** start Task data **
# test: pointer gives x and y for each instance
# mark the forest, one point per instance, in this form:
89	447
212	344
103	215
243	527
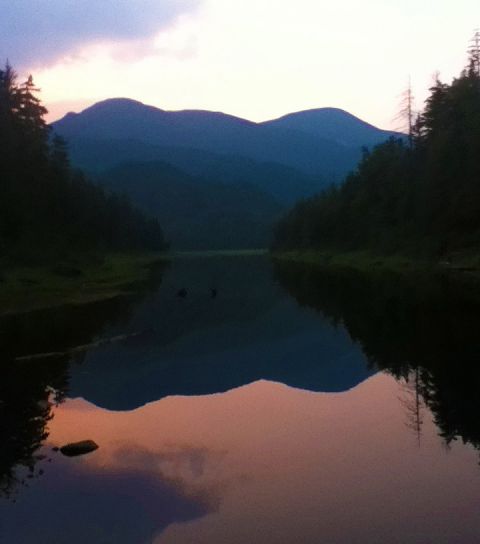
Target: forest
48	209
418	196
** end Task data **
** start Task data **
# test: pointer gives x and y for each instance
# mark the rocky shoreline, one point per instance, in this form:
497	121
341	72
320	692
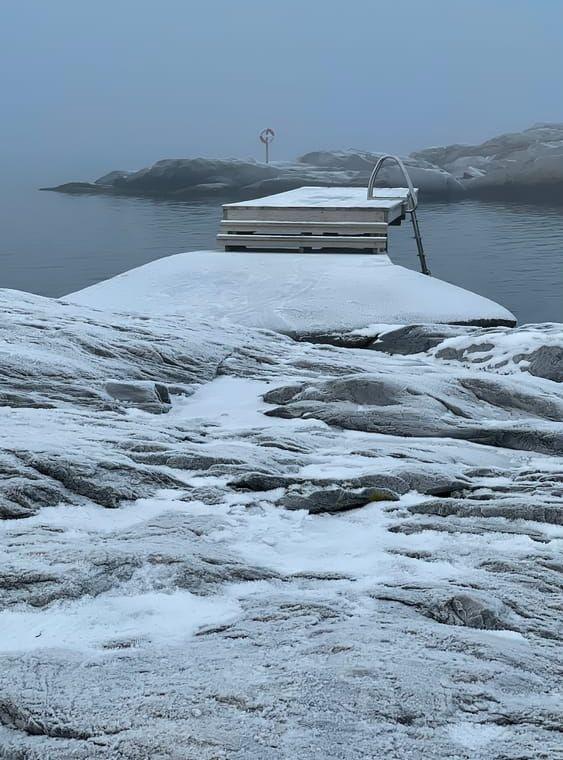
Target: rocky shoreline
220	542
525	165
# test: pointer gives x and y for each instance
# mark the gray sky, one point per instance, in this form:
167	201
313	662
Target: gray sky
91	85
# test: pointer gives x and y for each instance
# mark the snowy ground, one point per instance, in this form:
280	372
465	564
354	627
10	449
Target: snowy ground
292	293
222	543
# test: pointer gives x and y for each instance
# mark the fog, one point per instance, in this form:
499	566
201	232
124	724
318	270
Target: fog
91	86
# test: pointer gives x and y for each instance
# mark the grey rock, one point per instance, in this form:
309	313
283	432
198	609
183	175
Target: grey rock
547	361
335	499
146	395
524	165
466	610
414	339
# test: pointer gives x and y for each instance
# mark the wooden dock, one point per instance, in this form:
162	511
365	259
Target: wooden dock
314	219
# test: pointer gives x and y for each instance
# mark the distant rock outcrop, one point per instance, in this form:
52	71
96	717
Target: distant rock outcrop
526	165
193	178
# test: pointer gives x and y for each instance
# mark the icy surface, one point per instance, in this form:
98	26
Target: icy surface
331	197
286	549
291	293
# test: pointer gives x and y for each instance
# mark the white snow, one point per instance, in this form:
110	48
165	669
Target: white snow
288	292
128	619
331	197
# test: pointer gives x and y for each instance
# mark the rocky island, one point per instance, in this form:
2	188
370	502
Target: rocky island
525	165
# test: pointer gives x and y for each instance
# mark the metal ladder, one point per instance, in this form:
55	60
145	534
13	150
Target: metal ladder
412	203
** end Task data **
** start Task data **
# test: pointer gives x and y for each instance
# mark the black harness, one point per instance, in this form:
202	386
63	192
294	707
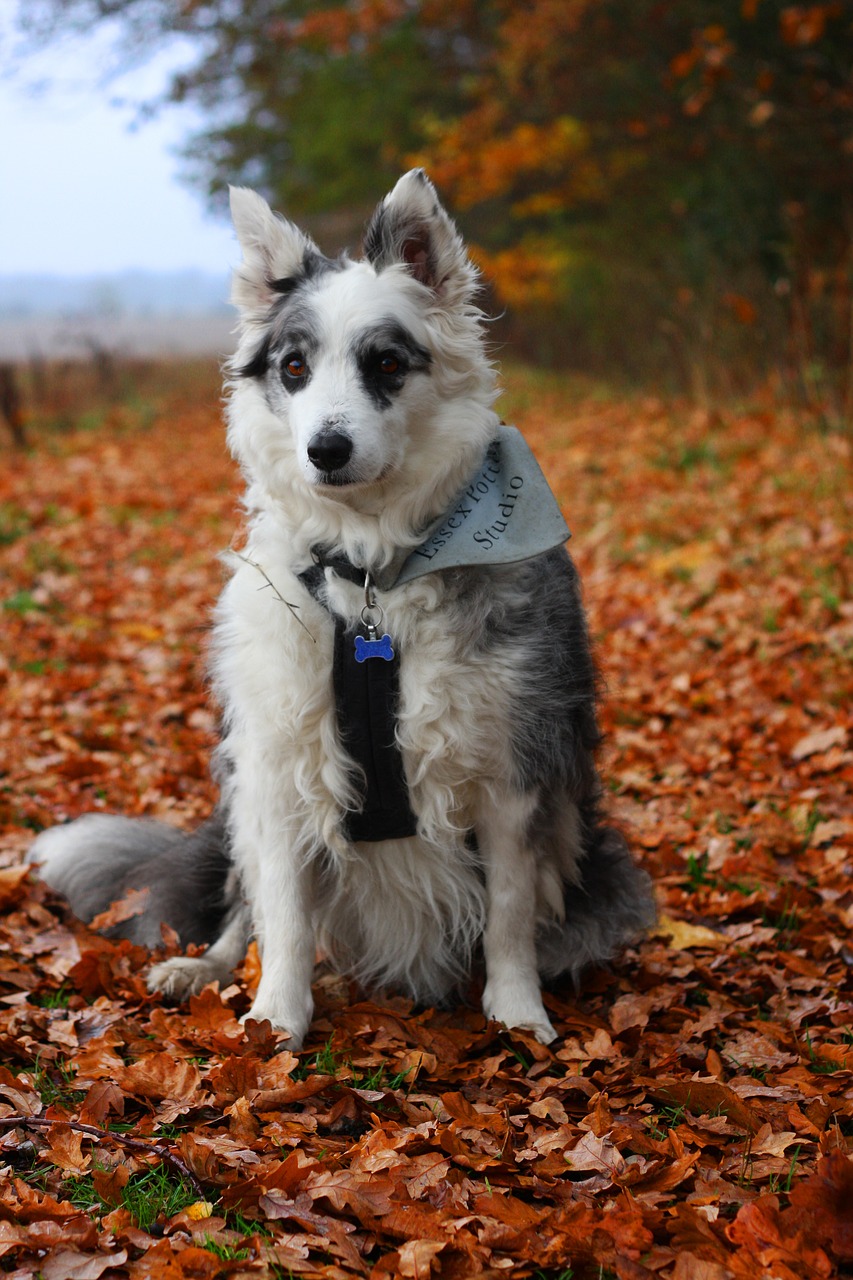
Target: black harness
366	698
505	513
** end Task data **
How many lines in the records above contain the string "shoreline"? Reply with the number only.

2